[Referring expression data]
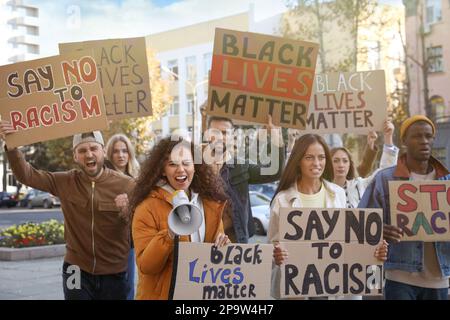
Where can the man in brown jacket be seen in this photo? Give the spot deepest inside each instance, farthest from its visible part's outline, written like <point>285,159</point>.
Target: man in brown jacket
<point>96,230</point>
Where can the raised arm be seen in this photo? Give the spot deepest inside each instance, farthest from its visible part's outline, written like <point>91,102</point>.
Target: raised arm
<point>24,172</point>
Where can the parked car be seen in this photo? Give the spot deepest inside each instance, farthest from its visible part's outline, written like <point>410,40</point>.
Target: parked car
<point>38,198</point>
<point>8,199</point>
<point>261,212</point>
<point>268,189</point>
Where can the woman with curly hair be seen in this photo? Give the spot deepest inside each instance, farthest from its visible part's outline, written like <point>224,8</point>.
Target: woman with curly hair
<point>170,167</point>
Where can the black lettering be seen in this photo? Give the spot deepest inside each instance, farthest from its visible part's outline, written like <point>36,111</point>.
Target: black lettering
<point>360,285</point>
<point>11,83</point>
<point>298,230</point>
<point>312,277</point>
<point>314,223</point>
<point>225,102</point>
<point>290,272</point>
<point>326,278</point>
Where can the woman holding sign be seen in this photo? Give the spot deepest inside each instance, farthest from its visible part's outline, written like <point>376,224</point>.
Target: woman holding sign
<point>305,183</point>
<point>121,157</point>
<point>344,169</point>
<point>168,168</point>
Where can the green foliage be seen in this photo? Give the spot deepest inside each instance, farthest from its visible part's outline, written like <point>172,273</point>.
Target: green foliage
<point>32,234</point>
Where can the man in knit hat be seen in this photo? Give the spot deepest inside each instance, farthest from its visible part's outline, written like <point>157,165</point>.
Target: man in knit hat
<point>415,270</point>
<point>96,230</point>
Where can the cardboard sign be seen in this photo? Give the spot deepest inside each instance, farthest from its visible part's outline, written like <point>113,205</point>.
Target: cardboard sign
<point>254,75</point>
<point>331,252</point>
<point>235,271</point>
<point>421,209</point>
<point>123,69</point>
<point>51,98</point>
<point>350,102</point>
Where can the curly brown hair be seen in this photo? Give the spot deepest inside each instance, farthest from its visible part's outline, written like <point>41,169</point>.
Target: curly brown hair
<point>207,184</point>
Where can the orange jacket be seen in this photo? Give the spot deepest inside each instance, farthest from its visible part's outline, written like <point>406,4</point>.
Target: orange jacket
<point>153,246</point>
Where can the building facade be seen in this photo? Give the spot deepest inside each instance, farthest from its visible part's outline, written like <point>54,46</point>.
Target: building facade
<point>428,48</point>
<point>19,41</point>
<point>186,62</point>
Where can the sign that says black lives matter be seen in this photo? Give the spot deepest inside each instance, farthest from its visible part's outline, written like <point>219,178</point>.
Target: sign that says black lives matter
<point>235,271</point>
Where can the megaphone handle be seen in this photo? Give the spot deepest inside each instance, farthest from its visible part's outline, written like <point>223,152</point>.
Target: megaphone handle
<point>176,242</point>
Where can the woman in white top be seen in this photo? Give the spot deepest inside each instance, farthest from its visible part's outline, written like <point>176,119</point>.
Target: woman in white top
<point>344,168</point>
<point>304,183</point>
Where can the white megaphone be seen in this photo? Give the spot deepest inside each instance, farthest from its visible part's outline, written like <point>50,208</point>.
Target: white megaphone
<point>185,217</point>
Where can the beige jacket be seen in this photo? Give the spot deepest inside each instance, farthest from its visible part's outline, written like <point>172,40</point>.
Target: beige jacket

• [Problem description] The records above must be repeated in full and exactly, but without any of the pictures.

• [Answer to this task]
Where can the man in brown jacket be seen in this photo? Give the spot deepest inside each instance, farthest from its visible part's outline, written like <point>285,159</point>.
Target: man in brown jacket
<point>96,230</point>
Where can the raised arm be seen in this photo? Give the spot deepest inside each instance, farthest from its visible part's outline, written like <point>91,102</point>.
Target: raised arm
<point>24,172</point>
Where can the parked car be seen in this photo? Give the spot deepest inside each instance, farthest from its visible part's outline, written like <point>410,40</point>.
Target: parked car
<point>38,198</point>
<point>8,199</point>
<point>261,212</point>
<point>268,189</point>
Where can the woman with curly hair be seen in this photo? Give the spot deepest inside each instance, farthest from its visible part's outline, written like <point>224,8</point>.
Target: woman with curly hair
<point>170,167</point>
Where can the black lettering be seen in this photo? Give the spot deepest inside each instance, farthest from its visible part's outline, written like <point>36,111</point>.
Target: black lettering
<point>360,285</point>
<point>11,83</point>
<point>298,230</point>
<point>312,277</point>
<point>314,223</point>
<point>225,102</point>
<point>290,272</point>
<point>326,278</point>
Where can the woman holding sign be seen in this photo? Give the spot deepest inside each instance, farthest from its visible part's outline, written like <point>376,224</point>.
Target: woman holding sign
<point>305,183</point>
<point>121,157</point>
<point>344,169</point>
<point>168,168</point>
Where can the green foliage be seen in this photo? Give the spot deepest inside each instance, farthest from its visible part's outline, written like <point>172,273</point>.
Target: green foliage
<point>32,234</point>
Where can the man in knit hat be seen in this photo? Give the spot deepest inside each instance, farthest from its visible part's outline, written like <point>157,165</point>.
Target: man in knit hat
<point>415,270</point>
<point>96,230</point>
Where can the cardboard sign be seen in this photo? Give the spot deepest inside each instance, farthest from its visible part's outline, written like <point>113,205</point>.
Target: cardboard sign
<point>254,75</point>
<point>331,252</point>
<point>235,271</point>
<point>421,209</point>
<point>123,69</point>
<point>51,98</point>
<point>350,102</point>
Where can the curly brown hair be seen in this photo? Give the spot deepest inside each instance, farthest from its visible part's outline, written like <point>41,169</point>.
Target: curly brown hair
<point>207,184</point>
Where can the orange jacket be seen in this photo? Give the spot deepest inside each instance, farthest from its visible part's outline, written like <point>406,4</point>.
Target: orange jacket
<point>153,246</point>
Where can the building facade be seen in this photo? Give the spot deepest inside each instance, farthest from its visible part's outline, written like <point>54,46</point>.
Target: building facade
<point>428,48</point>
<point>19,41</point>
<point>186,62</point>
Where can the sign that says black lives matter be seen in this photo? Give the spot deepest inside each instance, farthest from its visible part's outline, written like <point>219,178</point>.
Target: sign that says black lives matter
<point>235,271</point>
Where can the megaphone handle be seen in this photo? Give the spot deepest inside each instance, farthest from its visible part's outline, written like <point>223,152</point>.
Target: megaphone handle
<point>176,242</point>
Where can the woman in white top be seen in this photo? Give the spot deepest inside each instance, farthest from its visible part's outline, written like <point>176,119</point>.
Target: woman in white top
<point>344,168</point>
<point>304,183</point>
Where can the white megaphone be seen in this photo? Give the spot deepest inside each instance, farthest from its visible part's outline, written like <point>50,208</point>.
Target: white megaphone
<point>185,217</point>
Where can the beige jacket be seen in this photo? Give the spot deepest inside each instance, farthest from its visible part's outline, written like <point>172,40</point>.
Target: beige jacket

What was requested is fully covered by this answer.